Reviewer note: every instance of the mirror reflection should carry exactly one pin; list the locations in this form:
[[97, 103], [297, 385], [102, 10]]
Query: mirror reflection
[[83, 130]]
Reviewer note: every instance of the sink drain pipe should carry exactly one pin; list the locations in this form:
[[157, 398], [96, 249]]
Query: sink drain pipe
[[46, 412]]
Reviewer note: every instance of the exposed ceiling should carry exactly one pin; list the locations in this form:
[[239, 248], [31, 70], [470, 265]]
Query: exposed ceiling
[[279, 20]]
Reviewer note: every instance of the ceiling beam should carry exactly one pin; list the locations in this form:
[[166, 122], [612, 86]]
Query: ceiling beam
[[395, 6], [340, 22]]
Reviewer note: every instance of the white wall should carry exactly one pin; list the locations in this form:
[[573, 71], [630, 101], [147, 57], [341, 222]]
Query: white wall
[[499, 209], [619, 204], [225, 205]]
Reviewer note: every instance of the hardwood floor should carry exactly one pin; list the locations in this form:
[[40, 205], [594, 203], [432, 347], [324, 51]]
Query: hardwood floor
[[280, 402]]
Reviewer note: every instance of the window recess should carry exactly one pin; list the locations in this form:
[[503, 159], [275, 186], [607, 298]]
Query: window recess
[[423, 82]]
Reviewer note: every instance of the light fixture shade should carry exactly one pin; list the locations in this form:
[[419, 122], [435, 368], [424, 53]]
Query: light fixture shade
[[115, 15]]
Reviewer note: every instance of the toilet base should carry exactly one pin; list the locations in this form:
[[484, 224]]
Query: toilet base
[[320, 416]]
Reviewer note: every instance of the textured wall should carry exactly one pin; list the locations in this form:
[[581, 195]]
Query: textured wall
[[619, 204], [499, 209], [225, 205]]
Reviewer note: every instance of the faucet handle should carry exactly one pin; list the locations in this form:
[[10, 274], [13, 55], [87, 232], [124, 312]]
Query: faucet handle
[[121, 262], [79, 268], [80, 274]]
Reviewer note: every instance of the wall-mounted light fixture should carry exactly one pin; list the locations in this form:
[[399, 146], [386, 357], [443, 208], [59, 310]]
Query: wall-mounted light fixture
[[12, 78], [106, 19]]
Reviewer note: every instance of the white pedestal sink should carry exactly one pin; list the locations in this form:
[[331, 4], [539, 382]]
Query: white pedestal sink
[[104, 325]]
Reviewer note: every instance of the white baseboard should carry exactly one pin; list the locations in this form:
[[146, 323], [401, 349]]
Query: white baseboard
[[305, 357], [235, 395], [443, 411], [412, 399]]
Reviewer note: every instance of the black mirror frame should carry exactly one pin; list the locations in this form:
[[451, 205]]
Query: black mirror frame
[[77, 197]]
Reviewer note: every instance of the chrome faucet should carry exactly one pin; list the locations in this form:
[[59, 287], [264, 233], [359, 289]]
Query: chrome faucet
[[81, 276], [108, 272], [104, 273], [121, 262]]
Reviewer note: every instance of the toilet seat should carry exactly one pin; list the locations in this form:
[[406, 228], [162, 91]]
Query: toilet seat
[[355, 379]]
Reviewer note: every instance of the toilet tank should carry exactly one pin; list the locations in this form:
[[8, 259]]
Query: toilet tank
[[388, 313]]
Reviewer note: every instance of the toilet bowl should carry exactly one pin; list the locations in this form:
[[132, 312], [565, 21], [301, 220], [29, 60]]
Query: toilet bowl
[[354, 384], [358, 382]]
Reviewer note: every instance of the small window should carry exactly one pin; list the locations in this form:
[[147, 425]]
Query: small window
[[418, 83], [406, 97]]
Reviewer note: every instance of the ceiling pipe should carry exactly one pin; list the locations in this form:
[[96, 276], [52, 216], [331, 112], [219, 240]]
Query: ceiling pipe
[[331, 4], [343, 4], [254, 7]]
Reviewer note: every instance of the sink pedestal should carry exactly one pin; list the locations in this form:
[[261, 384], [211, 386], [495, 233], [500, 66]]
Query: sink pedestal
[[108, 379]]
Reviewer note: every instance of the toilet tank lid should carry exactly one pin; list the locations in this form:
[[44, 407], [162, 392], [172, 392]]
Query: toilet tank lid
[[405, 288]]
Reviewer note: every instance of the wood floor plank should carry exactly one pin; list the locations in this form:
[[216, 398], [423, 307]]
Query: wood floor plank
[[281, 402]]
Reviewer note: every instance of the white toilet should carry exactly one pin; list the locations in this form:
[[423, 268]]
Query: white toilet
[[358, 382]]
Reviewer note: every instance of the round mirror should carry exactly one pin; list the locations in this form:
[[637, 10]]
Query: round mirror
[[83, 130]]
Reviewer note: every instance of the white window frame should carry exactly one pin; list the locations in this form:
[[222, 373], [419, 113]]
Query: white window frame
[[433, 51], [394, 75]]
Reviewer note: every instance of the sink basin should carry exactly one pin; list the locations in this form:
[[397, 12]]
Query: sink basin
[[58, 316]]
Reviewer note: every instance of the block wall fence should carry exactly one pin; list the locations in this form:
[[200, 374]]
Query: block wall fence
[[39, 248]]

▸ What is expected
Your task is to repeat every line exactly.

▸ Answer below
Reviewer note: every instance of the mirror reflection should carry exactly one pin; list the locations in this form:
[[97, 103], [297, 385], [102, 10]]
Query: mirror reflection
[[83, 130]]
Reviewer note: every instance of the sink drain pipe should carry exactly one pin; list the locations in this form:
[[157, 398], [96, 249]]
Query: sink drain pipe
[[46, 412]]
Reviewer note: every instance of the exposed ceiling should carry exactly one pin; list the locations in this form:
[[239, 248], [31, 70], [470, 265]]
Query: exposed ceiling
[[279, 20]]
Reviewer note: every instance of the ceiling beam should carry exactly one pin; list the locations in this form:
[[166, 122], [612, 86]]
Query: ceiling beam
[[395, 6], [340, 22]]
Reviewer note: every instance of the white wall should carry exactly one pin; list the locations in this form:
[[573, 71], [630, 101], [147, 57], [341, 222]]
Query: white wall
[[499, 209], [619, 204], [225, 205]]
Reviewer note: every instance of the hardwood floor should carry exactly one pin; list the locations in this form:
[[40, 205], [594, 203], [432, 347], [324, 51]]
Query: hardwood floor
[[280, 402]]
Reviewer note: every instance of the window recess should carry exactly one pin; list the locations in this form:
[[503, 159], [275, 186], [607, 298]]
Query: window recess
[[423, 82]]
Reviewer note: every instance of the light fixture shade should carry exactly one pin; list the locations in this form:
[[419, 122], [435, 368], [424, 53]]
Query: light fixture shade
[[115, 15]]
Reviewer note: every instance of the toilet base should carry exactly one pin; list the locations in this form:
[[484, 224]]
Query: toilet base
[[320, 416]]
Reviewer note: every instance of the textured wall should carry exactly one pin; list the locations in this form:
[[581, 195]]
Query: textured wall
[[619, 204], [499, 209], [225, 205]]
Reviewer note: every instance of the faucet handle should carry exactly one pin; list the locations in this form:
[[10, 274], [13, 55], [87, 232], [124, 312]]
Query: faucet handle
[[121, 262], [79, 268], [80, 274]]
Reviewer note: every instance of the wall-mounted light fixture should carry exactly one pin; list the locations in this form:
[[399, 146], [386, 357], [443, 208], [59, 310]]
Query: wall-mounted light fixture
[[12, 78], [106, 19]]
Reviewer note: every instance of the white pedestal sink should carry exactly one pin; list the locations in this form:
[[331, 4], [539, 382]]
Query: white pedestal sink
[[104, 325]]
Reviewer note: every instance of the white baseboard should carry exactly one pin; list the locations in this form:
[[146, 323], [401, 349]]
Query: white baseboard
[[305, 357], [235, 395], [443, 411], [412, 399]]
Reviewer note: every instance of the black mirror frame should carry exactly one pin; list the locations in this form:
[[451, 205]]
Query: black mirror frame
[[77, 197]]
Reviewer note: every instance of the chrome faucet should carry exactly one pin; list the locations in this form:
[[59, 287], [264, 233], [359, 289]]
Query: chrome faucet
[[81, 276], [108, 272], [104, 273], [121, 262]]
Reviewer note: every instance of the toilet seat should carry exactly one pin; list the locations in this form:
[[406, 228], [162, 91]]
Query: toilet seat
[[355, 379]]
Reviewer note: every instance of the toilet tank should carry exactly one pin; list the locations in this form:
[[8, 259]]
Query: toilet tank
[[388, 313]]
Reviewer note: every instance of the toilet bowl should carry exactly one pin; list the locations in this form:
[[132, 312], [565, 21], [301, 220], [29, 60]]
Query: toilet bowl
[[354, 384], [358, 382]]
Reviewer note: every instance of the small window should carry exactly one pin; list the locations in this form:
[[147, 425]]
Query: small window
[[418, 83], [406, 97]]
Reviewer note: every instance of the ceiling pipe should carry exactly one pin; list the locations in this form:
[[96, 276], [52, 216], [331, 112], [219, 240]]
Query: ceiling pipe
[[331, 4], [343, 4], [254, 7]]
Reviewer note: every instance of the sink pedestal should carry exactly one pin; list the locations in this form:
[[261, 384], [211, 386], [495, 233], [500, 66]]
Query: sink pedestal
[[108, 379]]
Reviewer note: every instance of the toilet tank lid should carry exactly one pin; list the locations in this form:
[[44, 407], [162, 392], [172, 392]]
Query: toilet tank lid
[[405, 288]]
Reviewer note: every instance of the wood floor plank should carry exactly one pin; list the locations in this form:
[[216, 398], [423, 307]]
Query: wood floor plank
[[281, 402]]
Reviewer note: every instance of the white toilet should carry exactly one pin; list the locations in this form:
[[423, 268]]
Query: white toilet
[[358, 382]]
Reviewer note: every instance of the round mirror should carry exactly one pin; list the locations in this form:
[[637, 10]]
Query: round mirror
[[83, 130]]
Reviewer note: every instance of the white window frame should carry exactly one pin; list the locations in this form:
[[222, 373], [419, 113]]
Query: white window frame
[[433, 51], [394, 75]]
Reviewer note: every instance of the sink basin should carry exactly one pin; list the locations in this form:
[[397, 12]]
Query: sink basin
[[58, 316]]
Reviewer note: every instance of the block wall fence should carry exactly one pin; list the locations in this form:
[[200, 374]]
Query: block wall fence
[[39, 248]]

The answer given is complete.